** ПУНКТ ЗАДАНИЯ A **
Определите, соответствуют ли приведенному ниже тексту о скульптуре утверждения (i), (ii) и (iii). Для каждого ответьте «да» или «нет» и приведите точную цитату из текста, на которой основан ответ:
(i) благоприятная минута 80-х годов была использована с пользой;
(ii) переворот в скульптуре мог бы совершиться двадцать лет назад;
(iii) скульптура уже ступила на совершенно новый путь.
** ПУНКТ ЗАДАНИЯ B **
Перескажите кратко или в виде списка абзац текста о скульптуре, который начинается словами «Благоприятная минута 80-х годов», сохранив его главные факты.
** ПУНКТ ЗАДАНИЯ C **
Продолжите текст о скульптуре, начав сразу после его последнего предложения.

** ТЕКСТ ДЛЯ ИЗУЧЕНИЯ **
------------------------------------------------------------------------

Благоприятная минута 80-х годов прошла бесплодно, пропала понапрасну. А какой бы решительный и благородный переворот мог бы в ту минуту, двадцать лет назад, совершиться для скульптуры; как сильно она могла ступить на совершенно новый путь и совершить на нем великие создания. Вместо идеальных кукол, какими так щедро наделяли нас последние времена, сколько мы могли бы теперь видеть перед собою созданий, изображающих природу и действительность, а уже не фантастическую условную отвлеченность!

------------------------------------------------------------------------

** МАТЕРИАЛ НИЖЕ **
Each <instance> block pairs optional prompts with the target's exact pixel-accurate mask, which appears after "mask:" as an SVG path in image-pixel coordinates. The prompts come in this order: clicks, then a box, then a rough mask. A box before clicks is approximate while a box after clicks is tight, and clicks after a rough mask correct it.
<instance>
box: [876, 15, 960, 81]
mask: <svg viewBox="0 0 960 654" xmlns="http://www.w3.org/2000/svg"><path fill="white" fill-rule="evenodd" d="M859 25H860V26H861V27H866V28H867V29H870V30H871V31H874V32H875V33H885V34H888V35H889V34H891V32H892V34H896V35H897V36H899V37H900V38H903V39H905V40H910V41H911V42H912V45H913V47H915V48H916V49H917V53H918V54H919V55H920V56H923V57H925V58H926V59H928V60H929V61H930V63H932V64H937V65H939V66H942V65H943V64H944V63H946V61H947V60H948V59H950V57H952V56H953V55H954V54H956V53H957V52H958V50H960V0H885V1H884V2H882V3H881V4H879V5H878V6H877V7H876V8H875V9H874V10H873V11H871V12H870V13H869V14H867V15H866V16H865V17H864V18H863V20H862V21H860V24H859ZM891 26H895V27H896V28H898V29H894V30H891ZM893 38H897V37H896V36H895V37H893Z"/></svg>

------------------------------------------------------------------------

** РЕЗУЛЬТАТ A **
(i) Нет: «Благоприятная минута 80-х годов прошла бесплодно, пропала понапрасну».
(ii) Да: «А какой бы решительный и благородный переворот мог бы в ту минуту, двадцать лет назад, совершиться для скульптуры».
(iii) Нет: «как сильно она могла ступить на совершенно новый путь и совершить на нем великие создания».

** РЕЗУЛЬТАТ B **
- Благоприятная минута 80-х годов прошла бесплодно.
- Двадцать лет назад в скульптуре мог совершиться решительный и благородный переворот.
- Скульптура могла ступить на совершенно новый путь и создать великие произведения.
- Вместо идеальных кукол последних времен теперь можно было бы видеть создания, изображающие природу и действительность, а не фантастическую условную отвлеченность.

** РЕЗУЛЬТАТ C **
Но публике слишком трудно было пойти вдруг совершенно в сторону от предрассудков, в которых ее воспитывали в течение нескольких столетий. И разные ученые, профессора (например, такие знаменитые, как Куглер в 30-х годах, Фуртвенглер в 80-х) поддерживали ее в старинных предрассудках, подсказывали, что греки и римляне не всегда же создавали скульптуру только цветную, но знали тоже и однотонную; сверх того, многие «ученые» жалобно восклицали: «А как нам быть с Микель-Анджело и со всей толпой талантливых художников XVI, XVII и XVIII века? Неужели от них отрекаться, неужели не признавать их величия и значения?» И такие-то кривые соображения, такое-то идолопоклонство перед тем, что было когда-то прежде, у других людей, — мешали приниматься за свое собственное дело, новое, бодрое и свежее. Справедливая, простая, естественная мысль была отвергнута и затоптана в грязь. Но это вышло одною из громаднейших и печальнейших ошибок нашего века.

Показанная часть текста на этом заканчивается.